--- START ---

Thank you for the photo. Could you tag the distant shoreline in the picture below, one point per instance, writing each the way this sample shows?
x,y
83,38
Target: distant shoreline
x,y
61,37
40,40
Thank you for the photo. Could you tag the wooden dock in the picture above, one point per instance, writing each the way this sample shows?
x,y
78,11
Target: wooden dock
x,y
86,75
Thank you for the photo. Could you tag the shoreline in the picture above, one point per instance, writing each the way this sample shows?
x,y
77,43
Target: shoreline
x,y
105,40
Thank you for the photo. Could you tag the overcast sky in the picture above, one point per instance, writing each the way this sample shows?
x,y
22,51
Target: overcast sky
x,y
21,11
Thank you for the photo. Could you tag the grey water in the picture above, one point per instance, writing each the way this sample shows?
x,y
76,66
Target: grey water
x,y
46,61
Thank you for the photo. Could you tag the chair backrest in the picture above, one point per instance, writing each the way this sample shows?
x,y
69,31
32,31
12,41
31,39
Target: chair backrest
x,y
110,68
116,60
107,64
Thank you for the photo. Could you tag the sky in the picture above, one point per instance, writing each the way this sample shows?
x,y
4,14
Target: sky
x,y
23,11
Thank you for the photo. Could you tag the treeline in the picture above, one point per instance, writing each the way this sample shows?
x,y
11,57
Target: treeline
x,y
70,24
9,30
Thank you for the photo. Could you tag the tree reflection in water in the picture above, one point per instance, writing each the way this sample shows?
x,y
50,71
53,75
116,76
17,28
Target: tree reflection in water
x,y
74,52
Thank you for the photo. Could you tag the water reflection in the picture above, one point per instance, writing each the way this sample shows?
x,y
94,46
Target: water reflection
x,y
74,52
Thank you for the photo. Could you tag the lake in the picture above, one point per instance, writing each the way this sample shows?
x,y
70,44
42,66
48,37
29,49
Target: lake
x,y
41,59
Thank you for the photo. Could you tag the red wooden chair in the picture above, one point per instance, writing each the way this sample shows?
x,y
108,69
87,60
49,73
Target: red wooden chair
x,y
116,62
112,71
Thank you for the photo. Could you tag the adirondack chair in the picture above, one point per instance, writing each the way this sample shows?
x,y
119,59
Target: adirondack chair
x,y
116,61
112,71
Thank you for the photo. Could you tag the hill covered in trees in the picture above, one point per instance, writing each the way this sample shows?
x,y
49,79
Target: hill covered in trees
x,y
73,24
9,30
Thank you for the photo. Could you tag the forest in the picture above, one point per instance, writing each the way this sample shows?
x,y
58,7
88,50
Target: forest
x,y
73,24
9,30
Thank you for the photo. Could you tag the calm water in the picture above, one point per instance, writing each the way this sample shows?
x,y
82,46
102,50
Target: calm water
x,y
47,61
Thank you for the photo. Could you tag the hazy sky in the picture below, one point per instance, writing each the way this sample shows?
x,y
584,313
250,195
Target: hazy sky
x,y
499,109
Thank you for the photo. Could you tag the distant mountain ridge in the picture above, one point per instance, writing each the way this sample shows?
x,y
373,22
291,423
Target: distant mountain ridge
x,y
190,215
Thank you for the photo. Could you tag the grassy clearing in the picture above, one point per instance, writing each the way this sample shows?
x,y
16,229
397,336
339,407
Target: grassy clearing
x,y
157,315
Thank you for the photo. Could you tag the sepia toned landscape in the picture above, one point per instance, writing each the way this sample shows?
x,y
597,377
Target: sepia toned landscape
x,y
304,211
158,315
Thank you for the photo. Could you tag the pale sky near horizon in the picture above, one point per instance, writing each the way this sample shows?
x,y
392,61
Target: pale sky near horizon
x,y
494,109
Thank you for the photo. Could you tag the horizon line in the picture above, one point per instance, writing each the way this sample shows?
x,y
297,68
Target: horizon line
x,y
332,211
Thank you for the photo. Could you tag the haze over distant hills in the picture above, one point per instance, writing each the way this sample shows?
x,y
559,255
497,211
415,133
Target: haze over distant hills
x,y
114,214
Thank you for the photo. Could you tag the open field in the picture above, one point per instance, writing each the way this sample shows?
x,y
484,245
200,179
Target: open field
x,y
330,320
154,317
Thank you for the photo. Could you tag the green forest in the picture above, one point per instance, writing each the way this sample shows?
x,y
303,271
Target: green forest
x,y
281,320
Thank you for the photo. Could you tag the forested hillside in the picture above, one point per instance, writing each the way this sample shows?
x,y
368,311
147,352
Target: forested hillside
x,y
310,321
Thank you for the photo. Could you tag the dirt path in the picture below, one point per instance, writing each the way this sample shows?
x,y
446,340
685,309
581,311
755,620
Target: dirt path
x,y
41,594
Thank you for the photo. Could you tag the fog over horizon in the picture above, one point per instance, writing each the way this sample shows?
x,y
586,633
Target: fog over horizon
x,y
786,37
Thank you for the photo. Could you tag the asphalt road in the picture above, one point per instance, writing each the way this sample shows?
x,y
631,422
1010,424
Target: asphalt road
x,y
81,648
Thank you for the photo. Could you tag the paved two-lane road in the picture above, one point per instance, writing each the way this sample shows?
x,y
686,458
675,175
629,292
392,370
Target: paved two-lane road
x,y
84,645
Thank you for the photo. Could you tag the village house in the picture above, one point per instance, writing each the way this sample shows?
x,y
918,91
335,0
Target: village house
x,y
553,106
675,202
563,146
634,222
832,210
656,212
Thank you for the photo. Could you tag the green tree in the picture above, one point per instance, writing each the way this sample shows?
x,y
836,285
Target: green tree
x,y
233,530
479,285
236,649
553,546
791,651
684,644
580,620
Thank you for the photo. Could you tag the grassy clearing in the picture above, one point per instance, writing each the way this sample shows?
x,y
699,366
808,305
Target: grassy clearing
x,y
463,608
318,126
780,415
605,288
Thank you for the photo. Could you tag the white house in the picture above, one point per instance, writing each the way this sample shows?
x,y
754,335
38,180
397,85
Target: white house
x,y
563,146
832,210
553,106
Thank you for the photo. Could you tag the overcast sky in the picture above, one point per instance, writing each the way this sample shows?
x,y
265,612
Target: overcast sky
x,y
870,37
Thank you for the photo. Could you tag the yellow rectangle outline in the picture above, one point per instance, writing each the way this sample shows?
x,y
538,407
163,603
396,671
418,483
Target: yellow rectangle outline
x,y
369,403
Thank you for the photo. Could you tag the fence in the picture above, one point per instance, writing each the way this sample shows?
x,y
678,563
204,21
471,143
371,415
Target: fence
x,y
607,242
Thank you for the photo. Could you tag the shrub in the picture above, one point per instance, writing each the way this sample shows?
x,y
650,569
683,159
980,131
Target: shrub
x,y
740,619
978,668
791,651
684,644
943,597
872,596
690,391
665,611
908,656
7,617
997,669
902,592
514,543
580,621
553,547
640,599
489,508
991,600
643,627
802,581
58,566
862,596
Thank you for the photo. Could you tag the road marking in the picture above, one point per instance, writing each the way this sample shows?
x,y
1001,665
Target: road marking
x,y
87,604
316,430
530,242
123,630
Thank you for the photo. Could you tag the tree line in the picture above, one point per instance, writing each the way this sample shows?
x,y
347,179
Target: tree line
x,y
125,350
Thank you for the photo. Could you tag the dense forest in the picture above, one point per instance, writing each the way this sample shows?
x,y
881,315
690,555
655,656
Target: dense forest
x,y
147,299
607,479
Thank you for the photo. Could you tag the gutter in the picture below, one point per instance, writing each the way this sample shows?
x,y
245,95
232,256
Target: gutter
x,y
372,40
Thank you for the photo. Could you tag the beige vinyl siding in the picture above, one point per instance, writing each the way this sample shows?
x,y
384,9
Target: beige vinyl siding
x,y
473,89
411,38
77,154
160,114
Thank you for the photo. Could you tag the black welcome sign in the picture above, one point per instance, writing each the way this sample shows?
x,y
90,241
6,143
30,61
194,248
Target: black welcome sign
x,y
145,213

--- END ---

- [Exercise aim]:
Scan the entries above, and wherever a line holds the string "below", copy it.

- [Solution to this exercise]:
Thank you for the photo. Could you tag the distant shoreline in the picture below, one point per instance, writing each the way this sample shows?
Thank you for the photo. Could you tag the hazy sky in the picture below, one point per instance, writing each the way this sample shows?
Thank you for the photo. Could you tag the dirt path in the picture below, one point per instance, writing each the way this sample shows?
Thank you for the photo. Could you tag the gutter in the picture below, one point per instance, writing each the way this sample shows?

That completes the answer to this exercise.